= Given instruction =
Set down every item below word for word, leaving the pictures out.
------ Available data ------
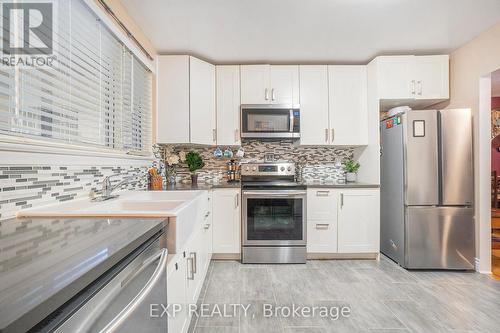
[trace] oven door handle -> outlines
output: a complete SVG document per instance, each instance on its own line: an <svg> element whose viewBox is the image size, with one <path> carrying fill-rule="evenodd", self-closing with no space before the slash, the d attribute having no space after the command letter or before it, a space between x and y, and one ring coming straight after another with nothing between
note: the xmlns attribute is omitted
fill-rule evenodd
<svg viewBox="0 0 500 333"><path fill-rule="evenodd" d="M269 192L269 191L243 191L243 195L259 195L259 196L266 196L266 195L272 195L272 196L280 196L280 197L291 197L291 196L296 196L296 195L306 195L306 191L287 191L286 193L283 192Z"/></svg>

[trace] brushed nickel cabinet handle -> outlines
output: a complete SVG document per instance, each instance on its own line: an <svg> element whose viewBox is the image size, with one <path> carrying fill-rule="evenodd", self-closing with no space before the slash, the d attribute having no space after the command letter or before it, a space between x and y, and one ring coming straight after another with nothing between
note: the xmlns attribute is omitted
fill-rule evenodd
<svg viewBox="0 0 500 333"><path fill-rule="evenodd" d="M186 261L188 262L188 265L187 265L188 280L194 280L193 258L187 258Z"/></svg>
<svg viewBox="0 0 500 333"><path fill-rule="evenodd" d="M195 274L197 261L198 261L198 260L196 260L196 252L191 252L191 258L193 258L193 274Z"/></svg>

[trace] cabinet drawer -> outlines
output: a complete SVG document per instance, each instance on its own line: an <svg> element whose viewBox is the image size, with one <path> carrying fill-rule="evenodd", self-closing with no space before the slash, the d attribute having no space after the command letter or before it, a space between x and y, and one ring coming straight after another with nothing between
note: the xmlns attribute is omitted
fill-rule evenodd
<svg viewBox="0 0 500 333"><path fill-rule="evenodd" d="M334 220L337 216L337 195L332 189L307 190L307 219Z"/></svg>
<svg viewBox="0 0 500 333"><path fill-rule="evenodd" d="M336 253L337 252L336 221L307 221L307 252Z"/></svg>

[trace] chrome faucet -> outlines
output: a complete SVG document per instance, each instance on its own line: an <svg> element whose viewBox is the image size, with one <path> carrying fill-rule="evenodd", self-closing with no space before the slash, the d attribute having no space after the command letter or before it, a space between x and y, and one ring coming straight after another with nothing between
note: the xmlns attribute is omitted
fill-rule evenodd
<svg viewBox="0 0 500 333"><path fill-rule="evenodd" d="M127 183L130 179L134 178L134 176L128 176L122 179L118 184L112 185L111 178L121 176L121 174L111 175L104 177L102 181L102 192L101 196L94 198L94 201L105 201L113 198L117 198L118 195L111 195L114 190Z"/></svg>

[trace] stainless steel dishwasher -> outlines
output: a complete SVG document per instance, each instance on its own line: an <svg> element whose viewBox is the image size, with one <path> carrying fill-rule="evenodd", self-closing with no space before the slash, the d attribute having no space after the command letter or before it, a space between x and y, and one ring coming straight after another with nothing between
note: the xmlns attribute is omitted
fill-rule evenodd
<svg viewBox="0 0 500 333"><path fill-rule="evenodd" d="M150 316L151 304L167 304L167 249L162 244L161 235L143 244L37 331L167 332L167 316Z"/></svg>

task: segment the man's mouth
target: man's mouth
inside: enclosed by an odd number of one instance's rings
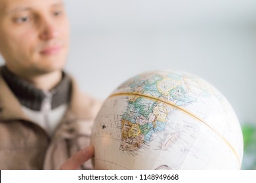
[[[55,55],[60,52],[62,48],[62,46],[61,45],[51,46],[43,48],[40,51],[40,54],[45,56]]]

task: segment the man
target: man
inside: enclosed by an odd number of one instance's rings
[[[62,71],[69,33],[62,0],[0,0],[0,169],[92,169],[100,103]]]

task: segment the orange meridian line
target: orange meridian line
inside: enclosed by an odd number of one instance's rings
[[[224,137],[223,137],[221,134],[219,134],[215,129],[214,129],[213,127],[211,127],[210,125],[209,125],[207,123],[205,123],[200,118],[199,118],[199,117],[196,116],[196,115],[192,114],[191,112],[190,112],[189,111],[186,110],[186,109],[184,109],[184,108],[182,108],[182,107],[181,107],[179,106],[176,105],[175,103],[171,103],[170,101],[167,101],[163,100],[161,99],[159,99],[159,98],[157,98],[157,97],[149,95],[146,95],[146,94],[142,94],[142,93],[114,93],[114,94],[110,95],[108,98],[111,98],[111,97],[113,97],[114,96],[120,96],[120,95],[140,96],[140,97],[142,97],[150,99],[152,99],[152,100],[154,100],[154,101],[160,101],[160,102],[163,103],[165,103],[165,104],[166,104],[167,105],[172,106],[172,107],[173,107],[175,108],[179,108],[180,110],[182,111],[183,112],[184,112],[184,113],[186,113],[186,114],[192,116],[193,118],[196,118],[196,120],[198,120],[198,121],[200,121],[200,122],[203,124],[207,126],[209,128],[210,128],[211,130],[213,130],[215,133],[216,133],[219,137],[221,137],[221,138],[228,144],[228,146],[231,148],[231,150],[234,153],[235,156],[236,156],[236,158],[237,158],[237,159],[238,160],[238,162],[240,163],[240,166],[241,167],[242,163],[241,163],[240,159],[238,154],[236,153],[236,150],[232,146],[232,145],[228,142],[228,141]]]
------
= Result below =
[trace] oven door handle -> outlines
output: a complete SVG document per instance, each instance on its own line: an <svg> element whose viewBox is the image size, with one <path> carrying fill-rule="evenodd", self-closing with no space before the slash, the d attribute having no space after the command letter or before it, a space between x and y, and one ring coming straight after another with nothing between
note: the xmlns attribute is omitted
fill-rule evenodd
<svg viewBox="0 0 500 333"><path fill-rule="evenodd" d="M269 192L269 191L243 191L243 195L259 195L259 196L266 196L266 195L272 195L272 196L280 196L280 197L291 197L291 196L296 196L296 195L306 195L306 191L287 191L286 193L283 192Z"/></svg>

[trace] brushed nickel cabinet handle -> outlines
output: a complete SVG document per instance, each instance on its own line: an <svg> element whose viewBox is the image size, with one <path> carrying fill-rule="evenodd", self-closing with no space before the slash, the d attribute having no space after the command letter or before it, a space between x and y, and one ring coming straight after another with nothing between
note: the xmlns attribute is omitted
fill-rule evenodd
<svg viewBox="0 0 500 333"><path fill-rule="evenodd" d="M186 261L188 262L188 265L187 265L188 280L194 280L193 258L187 258Z"/></svg>
<svg viewBox="0 0 500 333"><path fill-rule="evenodd" d="M195 274L197 261L198 261L198 260L196 260L196 252L191 252L191 258L193 258L193 274Z"/></svg>

[trace] cabinet drawer -> outlines
output: a complete SVG document per instance, each instance on its own line: an <svg> element whose viewBox is the image size, with one <path> carrying fill-rule="evenodd", self-closing with no space before the slash, the d attribute having no space after the command letter or before it, a space between x and y, and one ring coming straight after another with nothing between
note: the xmlns attribute is omitted
fill-rule evenodd
<svg viewBox="0 0 500 333"><path fill-rule="evenodd" d="M334 220L337 216L337 195L332 189L307 190L307 219Z"/></svg>
<svg viewBox="0 0 500 333"><path fill-rule="evenodd" d="M336 253L337 252L336 221L307 221L307 252Z"/></svg>

[trace] chrome faucet -> outlines
output: a complete SVG document per instance, each instance on its own line: an <svg> element whose viewBox is the image size, with one <path> carrying fill-rule="evenodd", self-closing with no space before the slash, the d attribute having no space after the command letter or before it, a space between x and y, and one ring coming straight after another with nothing between
note: the xmlns attribute is omitted
fill-rule evenodd
<svg viewBox="0 0 500 333"><path fill-rule="evenodd" d="M127 183L130 179L134 178L134 176L128 176L122 179L118 184L112 185L111 178L121 176L121 174L111 175L104 177L102 181L102 192L101 196L94 198L94 201L105 201L113 198L117 198L118 195L111 195L114 190Z"/></svg>

[trace] stainless steel dishwasher -> outlines
output: a complete SVG document per instance, each instance on its own line: an <svg> element whose viewBox is the image size, with one <path> carrying fill-rule="evenodd", self-closing with no space before the slash, the d attribute having no space after the command letter or before it, a space between x and y, and one ring coming straight after another with nothing between
note: the xmlns attribute is omitted
fill-rule evenodd
<svg viewBox="0 0 500 333"><path fill-rule="evenodd" d="M150 316L151 304L167 304L167 249L162 244L161 235L143 244L37 331L167 332L167 316Z"/></svg>

task: segment the man's mouth
target: man's mouth
inside: enclosed by an odd number of one instance's rings
[[[55,55],[60,52],[62,48],[62,46],[61,45],[51,46],[43,48],[40,51],[40,54],[45,56]]]

task: segment the man
target: man
inside: enclosed by an odd number of one instance's rings
[[[62,71],[69,33],[62,0],[0,0],[0,169],[92,169],[100,103]]]

task: segment the orange meridian line
target: orange meridian line
inside: enclosed by an odd number of one instance's rings
[[[224,137],[223,137],[221,134],[219,134],[215,129],[214,129],[213,127],[211,127],[210,125],[209,125],[207,123],[205,123],[200,118],[199,118],[199,117],[196,116],[196,115],[192,114],[191,112],[190,112],[189,111],[186,110],[186,109],[184,109],[184,108],[182,108],[182,107],[181,107],[179,106],[176,105],[175,103],[171,103],[170,101],[167,101],[163,100],[161,99],[159,99],[159,98],[157,98],[157,97],[149,95],[146,95],[146,94],[142,94],[142,93],[114,93],[114,94],[110,95],[108,98],[111,98],[111,97],[113,97],[114,96],[120,96],[120,95],[140,96],[140,97],[142,97],[150,99],[152,99],[152,100],[154,100],[154,101],[160,101],[160,102],[163,103],[165,103],[165,104],[166,104],[167,105],[172,106],[172,107],[173,107],[175,108],[179,108],[180,110],[182,111],[183,112],[184,112],[184,113],[186,113],[186,114],[192,116],[193,118],[196,118],[196,120],[198,120],[198,121],[200,121],[200,122],[203,124],[207,126],[209,128],[210,128],[211,130],[213,130],[215,133],[216,133],[219,137],[221,137],[221,138],[228,144],[228,146],[231,148],[231,150],[234,153],[235,156],[236,156],[236,158],[237,158],[237,159],[238,160],[238,162],[240,163],[240,166],[241,167],[242,163],[241,163],[240,159],[238,154],[236,153],[236,150],[232,146],[232,145],[228,142],[228,141]]]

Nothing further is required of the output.